* INSTRUÇÕES DE TRABALHO:
Devolva, sem nenhuma alteração, a parte do texto sobre o espaço Schengen que vai de "Evitavam esburacar o" até "de março, porém.".

Evitavam esburacar o espaço Schengen, território de 26 países em que o trânsito de cidadãos é livre. Passaportes tiveram que sair da gaveta no começo de março, porém.
No dia 9, a Itália decretou quarentena para combater uma crise sanitária já fora de controle, e um a um, países foram fechando suas portas —primeiro aos italianos, depois aos espanhóis, aos não europeus, aos não residentes e, finalmente, em alguns casos, a qualquer estrangeiro.
Governos como os da Polônia e da Hungria barraram a passagem até de médicos, enfermeiros e motoristas de caminhão.
Com o abastecimento de comida e remédios em risco, a Comissão Europeia mandou abrir à força uma “linha verde” para o transporte de carga —nesta terça, anunciou que congestionamentos de 30 km se reduziram a 3 km.
Mas não havia o que comemorar quando o espaço Schengen completou 25 anos, na quinta passada: todos os países signatários do acordo tinham restrições à entrada, alguns involuntariamente, como Liechtenstein, emparedado entre a Suíça e a Áustria, e Luxemburgo (onde fica a cidade de Schengen), ilhado por Bélgica, França e Alemanha.
E a desunião europeia não parou nas fronteiras. Chegou também ao mercado comum, com governos proibindo a exportação de material médico e impulsionando a proteção a produtos nacionais.
Na França, o ministro das Finanças, Bruno Le Maire, e o da Agricultura, Didier Guillaume, pediram ao país “um gesto de patriotismo alimentar”: “Comprem alimentos franceses”.
Em resposta, a rede Carrefour anunciou que só colocaria nas gôndolas frutas e legumes estrangeiros se não houvesse alternativa nacional.
Nesta segunda-feira (30), foi a vez de liberdade política e de imprensa apresentarem sintomas preocupantes. O premiê da Hungria, Viktor Orbán, obteve poder para governar por decreto por tempo indeterminado, contrariando posicionamento da Comissão Europeia.

* MATERIAL FORNECIDO:

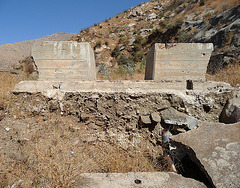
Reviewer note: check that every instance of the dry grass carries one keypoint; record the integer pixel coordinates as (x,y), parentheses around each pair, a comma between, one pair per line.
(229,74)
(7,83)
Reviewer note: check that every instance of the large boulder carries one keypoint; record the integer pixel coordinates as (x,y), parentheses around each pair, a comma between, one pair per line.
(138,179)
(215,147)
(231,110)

--

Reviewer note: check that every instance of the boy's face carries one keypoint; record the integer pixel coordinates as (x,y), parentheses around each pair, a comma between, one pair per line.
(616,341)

* SUA SOLUÇÃO:
Evitavam esburacar o espaço Schengen, território de 26 países em que o trânsito de cidadãos é livre. Passaportes tiveram que sair da gaveta no começo de março, porém.